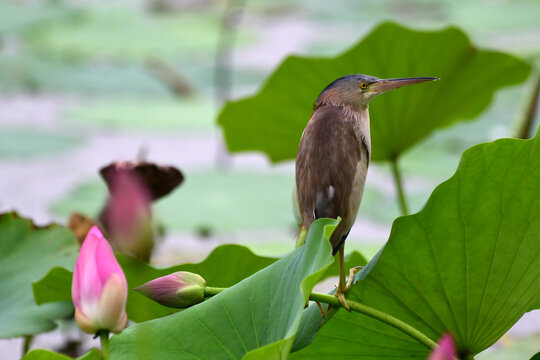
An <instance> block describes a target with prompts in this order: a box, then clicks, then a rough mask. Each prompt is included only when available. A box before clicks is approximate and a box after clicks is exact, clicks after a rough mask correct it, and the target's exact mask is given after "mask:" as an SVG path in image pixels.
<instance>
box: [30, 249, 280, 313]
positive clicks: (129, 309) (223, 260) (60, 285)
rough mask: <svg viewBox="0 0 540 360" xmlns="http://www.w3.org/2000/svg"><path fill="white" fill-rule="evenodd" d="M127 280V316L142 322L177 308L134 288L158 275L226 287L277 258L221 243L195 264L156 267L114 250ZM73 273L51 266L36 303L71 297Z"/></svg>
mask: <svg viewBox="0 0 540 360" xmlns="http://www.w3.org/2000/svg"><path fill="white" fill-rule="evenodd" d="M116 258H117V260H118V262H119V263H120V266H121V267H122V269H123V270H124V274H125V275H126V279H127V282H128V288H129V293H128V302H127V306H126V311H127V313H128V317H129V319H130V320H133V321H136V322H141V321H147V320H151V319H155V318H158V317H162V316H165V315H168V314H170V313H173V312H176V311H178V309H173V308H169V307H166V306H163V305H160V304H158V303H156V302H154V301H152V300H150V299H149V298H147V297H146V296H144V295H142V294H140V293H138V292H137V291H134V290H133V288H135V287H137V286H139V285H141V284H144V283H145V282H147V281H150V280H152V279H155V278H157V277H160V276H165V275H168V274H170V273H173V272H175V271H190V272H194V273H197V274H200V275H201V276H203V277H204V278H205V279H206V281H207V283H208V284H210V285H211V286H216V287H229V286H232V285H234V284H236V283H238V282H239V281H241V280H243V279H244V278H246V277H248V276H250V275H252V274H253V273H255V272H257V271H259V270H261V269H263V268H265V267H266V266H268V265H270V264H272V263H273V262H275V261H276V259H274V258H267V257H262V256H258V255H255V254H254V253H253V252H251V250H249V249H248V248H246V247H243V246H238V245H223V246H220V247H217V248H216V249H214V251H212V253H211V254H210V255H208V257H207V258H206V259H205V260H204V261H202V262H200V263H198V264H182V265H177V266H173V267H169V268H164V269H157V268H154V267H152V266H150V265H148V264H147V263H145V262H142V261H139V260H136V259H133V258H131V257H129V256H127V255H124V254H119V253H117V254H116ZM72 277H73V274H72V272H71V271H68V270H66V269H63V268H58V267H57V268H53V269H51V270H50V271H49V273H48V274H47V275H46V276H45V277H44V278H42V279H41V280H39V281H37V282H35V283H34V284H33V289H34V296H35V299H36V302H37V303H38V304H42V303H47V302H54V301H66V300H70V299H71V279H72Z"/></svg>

────────────────────────────────────────

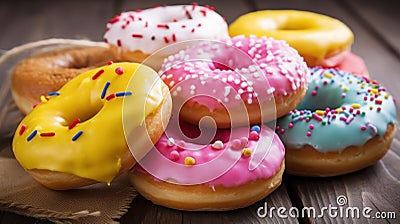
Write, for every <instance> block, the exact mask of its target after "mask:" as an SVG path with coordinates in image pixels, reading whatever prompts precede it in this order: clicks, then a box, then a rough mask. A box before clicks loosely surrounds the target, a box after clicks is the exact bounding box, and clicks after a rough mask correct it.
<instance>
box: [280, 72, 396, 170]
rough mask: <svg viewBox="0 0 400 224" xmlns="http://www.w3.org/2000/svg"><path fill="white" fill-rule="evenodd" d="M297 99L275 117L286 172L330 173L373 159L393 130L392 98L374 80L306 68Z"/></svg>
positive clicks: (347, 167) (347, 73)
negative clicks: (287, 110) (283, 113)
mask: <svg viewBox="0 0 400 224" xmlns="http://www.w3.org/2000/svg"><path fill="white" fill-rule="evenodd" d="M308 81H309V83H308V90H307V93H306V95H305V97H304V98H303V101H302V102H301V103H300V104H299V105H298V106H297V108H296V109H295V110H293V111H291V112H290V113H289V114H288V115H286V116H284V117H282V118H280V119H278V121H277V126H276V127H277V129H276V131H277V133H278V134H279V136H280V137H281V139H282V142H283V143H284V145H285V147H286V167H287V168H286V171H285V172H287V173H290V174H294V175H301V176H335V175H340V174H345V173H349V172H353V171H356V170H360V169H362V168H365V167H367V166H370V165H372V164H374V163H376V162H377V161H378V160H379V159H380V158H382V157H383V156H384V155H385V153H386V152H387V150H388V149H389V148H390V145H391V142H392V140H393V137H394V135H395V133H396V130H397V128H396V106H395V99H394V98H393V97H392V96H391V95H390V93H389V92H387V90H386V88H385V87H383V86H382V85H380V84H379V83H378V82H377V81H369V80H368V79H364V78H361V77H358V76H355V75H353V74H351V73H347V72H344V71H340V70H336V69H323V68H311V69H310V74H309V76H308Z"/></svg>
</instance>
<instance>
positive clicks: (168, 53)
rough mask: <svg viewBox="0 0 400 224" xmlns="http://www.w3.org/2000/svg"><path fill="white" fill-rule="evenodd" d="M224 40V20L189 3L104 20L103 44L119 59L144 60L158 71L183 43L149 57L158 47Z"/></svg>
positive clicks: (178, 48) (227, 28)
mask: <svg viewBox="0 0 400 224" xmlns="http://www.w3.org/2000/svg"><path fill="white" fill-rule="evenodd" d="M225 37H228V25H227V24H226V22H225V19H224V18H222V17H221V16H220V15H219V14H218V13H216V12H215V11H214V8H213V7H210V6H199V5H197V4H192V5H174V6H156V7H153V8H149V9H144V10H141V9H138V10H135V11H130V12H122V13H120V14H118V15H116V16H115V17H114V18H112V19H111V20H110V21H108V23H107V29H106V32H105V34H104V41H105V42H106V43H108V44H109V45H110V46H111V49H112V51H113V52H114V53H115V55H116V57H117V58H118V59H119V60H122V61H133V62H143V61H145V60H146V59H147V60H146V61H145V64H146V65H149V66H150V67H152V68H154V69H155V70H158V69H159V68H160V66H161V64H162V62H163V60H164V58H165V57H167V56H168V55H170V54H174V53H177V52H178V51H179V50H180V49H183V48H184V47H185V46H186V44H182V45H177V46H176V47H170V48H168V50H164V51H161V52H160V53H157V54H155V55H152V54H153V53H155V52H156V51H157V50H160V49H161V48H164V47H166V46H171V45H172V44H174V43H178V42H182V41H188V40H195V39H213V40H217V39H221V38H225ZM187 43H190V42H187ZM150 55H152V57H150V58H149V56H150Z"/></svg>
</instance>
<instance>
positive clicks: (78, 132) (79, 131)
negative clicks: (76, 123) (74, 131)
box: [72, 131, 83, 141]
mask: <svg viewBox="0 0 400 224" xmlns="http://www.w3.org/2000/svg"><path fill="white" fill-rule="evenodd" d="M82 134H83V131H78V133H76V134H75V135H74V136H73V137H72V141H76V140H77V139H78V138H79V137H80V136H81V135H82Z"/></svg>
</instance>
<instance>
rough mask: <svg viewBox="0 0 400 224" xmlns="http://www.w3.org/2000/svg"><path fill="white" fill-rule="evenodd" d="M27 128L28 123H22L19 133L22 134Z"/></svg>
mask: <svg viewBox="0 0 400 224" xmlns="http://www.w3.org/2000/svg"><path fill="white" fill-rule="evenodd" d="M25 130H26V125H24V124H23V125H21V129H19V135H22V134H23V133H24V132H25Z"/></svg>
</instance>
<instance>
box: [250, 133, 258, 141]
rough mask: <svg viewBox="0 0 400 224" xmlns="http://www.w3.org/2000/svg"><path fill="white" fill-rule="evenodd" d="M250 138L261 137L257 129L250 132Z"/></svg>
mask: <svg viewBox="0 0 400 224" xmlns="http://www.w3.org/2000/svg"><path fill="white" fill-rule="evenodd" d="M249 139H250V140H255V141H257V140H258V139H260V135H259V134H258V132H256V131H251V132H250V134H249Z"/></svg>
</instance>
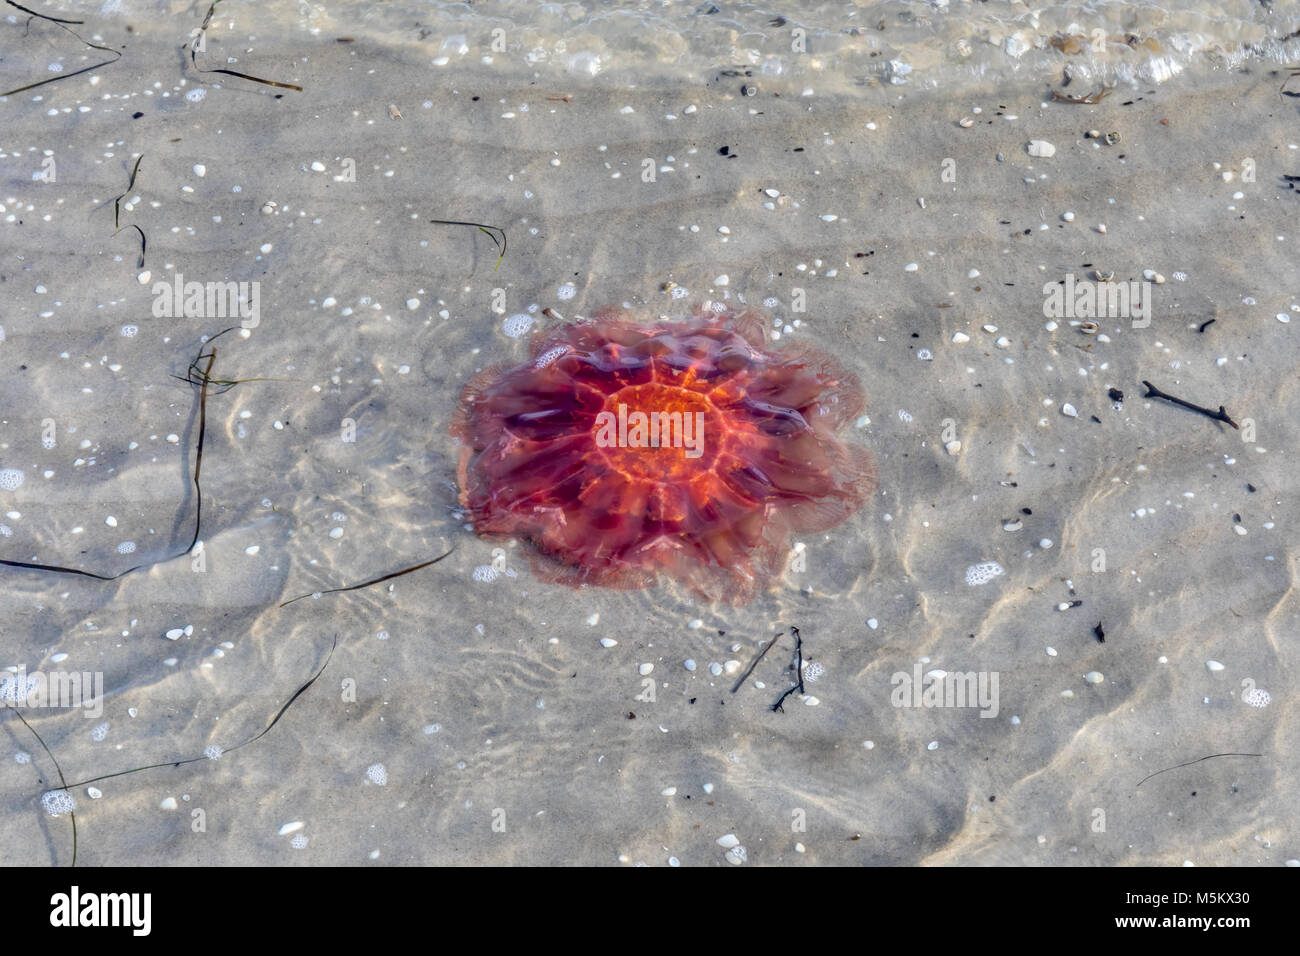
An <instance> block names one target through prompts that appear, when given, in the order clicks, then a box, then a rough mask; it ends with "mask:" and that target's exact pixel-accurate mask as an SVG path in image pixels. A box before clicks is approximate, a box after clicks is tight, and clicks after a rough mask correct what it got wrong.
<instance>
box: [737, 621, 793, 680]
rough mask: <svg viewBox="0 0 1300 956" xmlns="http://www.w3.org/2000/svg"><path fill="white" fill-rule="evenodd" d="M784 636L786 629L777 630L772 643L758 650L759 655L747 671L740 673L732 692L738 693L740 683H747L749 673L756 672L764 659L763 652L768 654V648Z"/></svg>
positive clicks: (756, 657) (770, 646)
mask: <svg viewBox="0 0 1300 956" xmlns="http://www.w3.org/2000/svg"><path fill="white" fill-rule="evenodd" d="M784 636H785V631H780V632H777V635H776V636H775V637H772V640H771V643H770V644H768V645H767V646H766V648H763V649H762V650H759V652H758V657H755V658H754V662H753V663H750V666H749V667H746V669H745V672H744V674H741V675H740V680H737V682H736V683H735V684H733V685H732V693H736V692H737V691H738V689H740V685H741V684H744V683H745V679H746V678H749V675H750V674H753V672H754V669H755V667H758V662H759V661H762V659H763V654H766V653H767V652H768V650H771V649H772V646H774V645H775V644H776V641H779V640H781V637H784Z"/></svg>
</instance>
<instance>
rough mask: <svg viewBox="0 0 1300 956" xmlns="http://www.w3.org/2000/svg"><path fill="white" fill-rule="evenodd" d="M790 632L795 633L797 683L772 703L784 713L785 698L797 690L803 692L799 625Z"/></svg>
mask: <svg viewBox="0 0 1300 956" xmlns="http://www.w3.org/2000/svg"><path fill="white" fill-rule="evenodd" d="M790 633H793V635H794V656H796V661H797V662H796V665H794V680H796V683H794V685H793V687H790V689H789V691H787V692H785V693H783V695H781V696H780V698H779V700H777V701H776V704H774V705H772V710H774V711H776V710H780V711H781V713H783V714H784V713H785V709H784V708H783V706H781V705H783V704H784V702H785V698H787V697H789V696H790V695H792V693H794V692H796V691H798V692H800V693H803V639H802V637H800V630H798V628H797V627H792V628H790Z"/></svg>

────────────────────────────────────────

▶ **PROBLEM TO WORK ON**
Could you reproduce exactly the lines of the entries above, from the one with "99L275 117L286 172L330" through the one with "positive clicks: (347, 167) (347, 73)", and nothing else?

▶ **RESULT FOR THIS EXERCISE**
rough mask: <svg viewBox="0 0 400 224" xmlns="http://www.w3.org/2000/svg"><path fill="white" fill-rule="evenodd" d="M297 99L275 117L286 172L330 173L373 159L393 130L392 98L374 80L306 68Z"/></svg>
positive clicks: (347, 167) (347, 73)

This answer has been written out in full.